WHAT IS BEING ASKED:
Write out the data word for word and drop any picture you find.

**** DATA UNDER STUDY

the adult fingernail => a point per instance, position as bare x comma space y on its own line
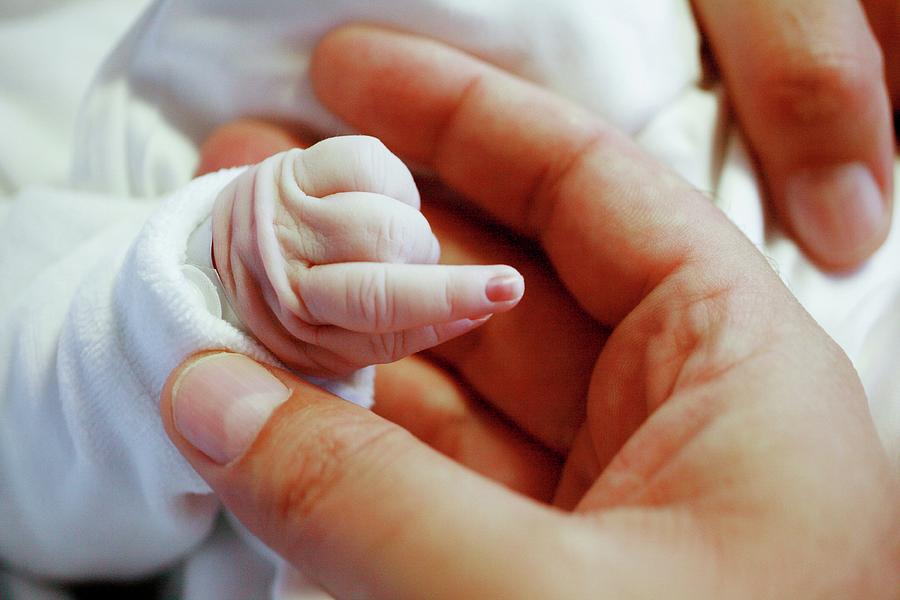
837, 213
222, 401
505, 288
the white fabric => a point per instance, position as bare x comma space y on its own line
95, 309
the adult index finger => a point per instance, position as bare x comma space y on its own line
612, 220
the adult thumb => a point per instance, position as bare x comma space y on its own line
352, 500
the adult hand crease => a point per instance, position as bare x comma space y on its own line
721, 446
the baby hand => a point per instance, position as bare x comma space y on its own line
326, 258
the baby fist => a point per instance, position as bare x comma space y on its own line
325, 257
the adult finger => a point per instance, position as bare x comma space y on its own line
427, 401
884, 17
807, 84
533, 364
602, 209
355, 501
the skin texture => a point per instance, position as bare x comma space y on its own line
325, 256
811, 84
717, 444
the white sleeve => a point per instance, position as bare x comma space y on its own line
95, 312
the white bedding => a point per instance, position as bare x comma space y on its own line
94, 314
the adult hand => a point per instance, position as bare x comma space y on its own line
719, 449
810, 87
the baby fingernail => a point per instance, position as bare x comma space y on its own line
221, 403
505, 288
836, 212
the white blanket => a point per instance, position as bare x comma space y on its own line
95, 309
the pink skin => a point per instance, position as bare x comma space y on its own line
325, 256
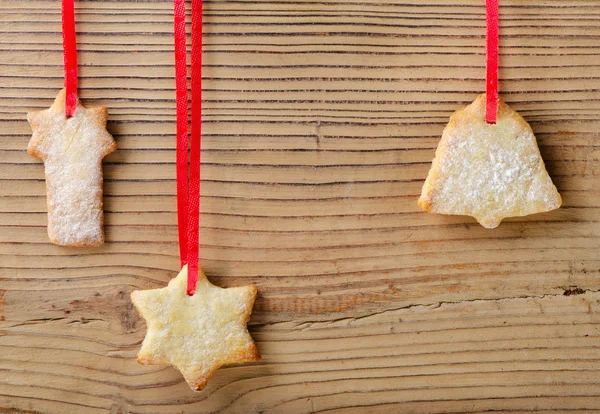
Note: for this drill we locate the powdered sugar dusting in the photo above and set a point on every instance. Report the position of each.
(489, 171)
(72, 150)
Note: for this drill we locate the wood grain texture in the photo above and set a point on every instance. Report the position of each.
(321, 120)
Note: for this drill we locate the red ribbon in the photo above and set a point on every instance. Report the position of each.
(491, 84)
(70, 55)
(188, 194)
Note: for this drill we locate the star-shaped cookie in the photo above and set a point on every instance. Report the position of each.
(488, 171)
(72, 149)
(196, 334)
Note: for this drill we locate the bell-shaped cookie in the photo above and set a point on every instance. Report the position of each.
(488, 171)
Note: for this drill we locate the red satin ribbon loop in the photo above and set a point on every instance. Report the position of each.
(188, 192)
(182, 124)
(194, 199)
(70, 55)
(491, 84)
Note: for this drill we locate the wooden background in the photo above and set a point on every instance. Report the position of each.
(321, 119)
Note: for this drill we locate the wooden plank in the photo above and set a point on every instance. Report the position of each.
(321, 122)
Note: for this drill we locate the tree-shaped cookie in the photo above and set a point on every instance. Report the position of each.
(488, 171)
(196, 334)
(72, 149)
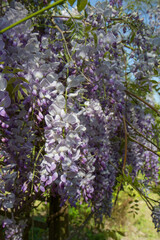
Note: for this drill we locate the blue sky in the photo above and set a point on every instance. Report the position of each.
(156, 95)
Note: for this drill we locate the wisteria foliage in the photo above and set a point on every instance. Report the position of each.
(64, 107)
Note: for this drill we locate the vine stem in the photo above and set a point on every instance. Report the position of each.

********

WRITTEN RESPONSE:
the adult fingernail => a point per instance, position as bare x comma space y on its own line
837, 213
222, 401
505, 288
the white fabric => a point per instance, position as bare x comma space y on its own line
95, 309
the adult index finger => a point per instance, position as bare x comma space y on its own line
612, 220
the adult thumb => a point per instance, position as bare x comma space y on its own line
352, 500
the adult hand crease => a point per instance, position as bare x comma space y on its own line
721, 446
the baby hand => a point per instance, position as bare x comma space y on its own line
326, 258
the baby fist => a point per instance, position as bare x comma space y on its own line
325, 257
the adult finger => a point per instance, position as bare x comma space y on its own line
427, 401
884, 17
807, 84
533, 364
602, 209
355, 501
the skin texture => a point per instance, position as bare x comma space y on its own line
325, 256
811, 84
717, 444
the white sleeve => a point per instance, position as bare x comma space y on its own line
95, 312
the white bedding => a point per instance, position as bare x comma space y on its own line
94, 314
the adult hand => a point per instance, position as bare x comma space y on its own line
719, 449
810, 87
the baby fingernail => a point per instance, position as bare x comma space y on its own line
221, 403
505, 288
836, 212
the white blanket => a point per instance, position as bare x comma space y on its own line
95, 309
the pink skin => a point per instance, position as bare x comma space y on its own line
325, 256
Note: for this drill we locate the powdered sugar dusting in the photo above and set a point on every instance. Report the position of each.
(489, 171)
(72, 150)
Note: for this drill we locate the wood grain texture in the photo above and set a point on every instance. Report the position of each.
(321, 120)
Note: for this drill we locate the red ribbon in the photo above and set a point on every instance. Report the position of each.
(491, 84)
(70, 55)
(188, 194)
Note: for this drill we locate the star-shaped cookie in the photo above and set a point on every instance. Report the position of each.
(488, 171)
(72, 149)
(196, 334)
Note: for this drill we locate the bell-shaped cookie in the photo above and set a point on every instance. Report the position of each.
(488, 171)
Note: for this drill we locate the red satin ribbon loop in the photo above and set a point on every instance. Report the position of each.
(188, 192)
(182, 124)
(194, 199)
(70, 55)
(491, 84)
Note: for this drill we locate the wooden background in the photo above and set a point on every instance. Report the position of each.
(321, 119)
Note: for this drill we locate the wooden plank in the photo above and set a point on every instance. Report the position of each.
(321, 122)
Note: for this drill we locate the tree-shaped cookie in the photo above and set a point on every instance. Report the position of each.
(488, 171)
(196, 334)
(72, 149)
Note: for this drill we locate the blue sky in the photo above and set a point on every instance. Report the position of each.
(156, 95)
Note: for this drill we locate the wisteria foliage in the photo above and set a point on every instance. Report the position of each.
(64, 107)
Note: for this drill we locate the vine stem in the photo above and set a point on every instance. Report the position of each.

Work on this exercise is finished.